◆ Page:

* begin *

BOSTON, Oct. 21, 2014 (GLOBE NEWSWIRE) -- LPL Financial Holdings Inc. (Nasdaq:LPLA) (the "Company"), parent company of LPL Financial LLC ("LPL Financial"), today announced that it expects to incur greater than expected charges totaling $23 million in the third quarter associated with regulatory matters relating primarily to issues involving LPL Financial's systems, policies and procedures.
Net revenue for the third quarter is expected to be consistent with prior expectations, growing to approximately $1.1 billion. Due to the increased regulatory charges, the Company expects net income and diluted earnings per share to be in the range of $32 million to $34 million and $0.32 and $0.34 per share, respectively, for the third quarter. It is anticipated reported core G&A, a non-GAAP financial measure, will be between $185 million and $187 million. As a result, adjusted EBITDA and adjusted earnings per share, both non-GAAP financial measures, are expected to be in the range of $108 million to $110 million and between $0.47 and $0.49, respectively, for the third quarter.
The $23 million of charges in the third quarter represent $18 million more than anticipated, leading to an expected impact of $0.11 on diluted earnings per share. In an effort to help shareholders better understand the Company's performance, the Company provides forward-looking statements which often include estimates for regulatory matters. The Company previously estimated approximately $15 million in up-weighted regulatory spend in 2014, bringing total estimated regulatory charges to $19 million for the full year 2014. This $19 million included $9 million of charges already expensed in the first half of 2014 and an estimate based on consideration for the overall regulatory environment that the Company would have on average $5 million in charges in each of the remaining two quarters of 2014.
"Beginning in the last weeks of the third quarter, we made progress towards the resolution of certain regulatory matters that contributed to us taking a larger than expected charge," stated Mark Casady, chairman and CEO of LPL Financial. "The nature of these matters makes it challenging to identify and evaluate the exact timing and magnitude of their resolution, but we are now able to estimate the potential costs associated with addressing these regulatory matters. We are focused on completing the resolution of these matters in the coming quarters and look forward to deriving the full benefit of our investments in our enhanced compliance and risk management capabilities to minimize future risk."

* end *

Collection entries
* begin *

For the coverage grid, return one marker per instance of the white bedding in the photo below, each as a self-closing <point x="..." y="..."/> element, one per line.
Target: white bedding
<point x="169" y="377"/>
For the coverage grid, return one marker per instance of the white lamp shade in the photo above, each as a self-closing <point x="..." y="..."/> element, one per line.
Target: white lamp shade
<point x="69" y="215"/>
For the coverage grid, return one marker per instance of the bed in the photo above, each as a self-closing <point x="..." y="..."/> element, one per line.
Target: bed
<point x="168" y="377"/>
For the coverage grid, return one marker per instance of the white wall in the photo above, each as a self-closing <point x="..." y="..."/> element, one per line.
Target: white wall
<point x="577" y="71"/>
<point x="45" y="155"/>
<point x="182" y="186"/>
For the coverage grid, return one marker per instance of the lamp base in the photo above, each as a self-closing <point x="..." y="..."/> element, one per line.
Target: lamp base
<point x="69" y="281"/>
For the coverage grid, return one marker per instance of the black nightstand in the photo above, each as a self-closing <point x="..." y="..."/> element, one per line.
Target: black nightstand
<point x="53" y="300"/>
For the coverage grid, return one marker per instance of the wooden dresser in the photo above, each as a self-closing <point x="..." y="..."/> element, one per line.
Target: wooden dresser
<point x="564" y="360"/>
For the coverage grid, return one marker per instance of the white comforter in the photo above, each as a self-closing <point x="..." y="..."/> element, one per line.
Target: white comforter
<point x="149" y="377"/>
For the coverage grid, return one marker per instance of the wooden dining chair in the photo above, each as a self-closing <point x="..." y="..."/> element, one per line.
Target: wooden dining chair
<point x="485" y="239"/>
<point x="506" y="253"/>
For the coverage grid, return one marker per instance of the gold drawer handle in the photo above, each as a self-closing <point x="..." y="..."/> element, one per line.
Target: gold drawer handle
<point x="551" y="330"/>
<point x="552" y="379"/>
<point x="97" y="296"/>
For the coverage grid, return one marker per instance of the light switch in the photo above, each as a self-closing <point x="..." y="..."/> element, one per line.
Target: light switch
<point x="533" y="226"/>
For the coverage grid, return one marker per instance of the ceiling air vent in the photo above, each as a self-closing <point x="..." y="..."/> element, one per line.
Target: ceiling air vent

* end *

◆ Exercise details: Pick up the press release about LPL Financial's third-quarter regulatory charges after its final sentence and keep writing it. The entries have no role here.

◆ Response to the task:
LPL's chief financial officer, Dan Arnold, added, "Importantly, the growth rate of our core expenses outside of regulatory costs has been significantly reduced and performed in-line with the expectations that we set at the beginning of 2014. In reviewing our third quarter core G&A costs, excluding the incremental $18 million of regulatory expense, we expect our run rate core G&A to be $167 million to $169 million. This would represent 4 percent growth year-over-year for the third quarter. These results reflect our heightened expense discipline and savings from our ongoing efficiency efforts including our service value commitment."
Mr. Casady concluded, "As we continue to reengineer our risk management and compliance capabilities, we also remain committed to providing our advisors the leading tools and technology they need to serve their clients. The power of our independent business model and the strength of our fundamental growth drivers remain intact."
Earnings Conference Call and Additional Information
The Company will hold its previously scheduled conference call to discuss full earnings results at 8:00 a.m. ET on October 30, 2014. The conference call can be accessed by dialing 877-677-9122 (domestic) or 708-290-1401 (international) and entering passcode 5955645.
The conference call will also be webcast simultaneously on the Investor Relations section of the Company's website (lpl.com), where a replay of the call will be available following the live webcast. A telephonic replay will be available two hours after the call and can be accessed by dialing 855-859-2056 (domestic) or 404-537-3406 (international) and entering passcode 5955645. The telephonic replay will be available until 11:59 p.m. ET on Nov. 6, 2014.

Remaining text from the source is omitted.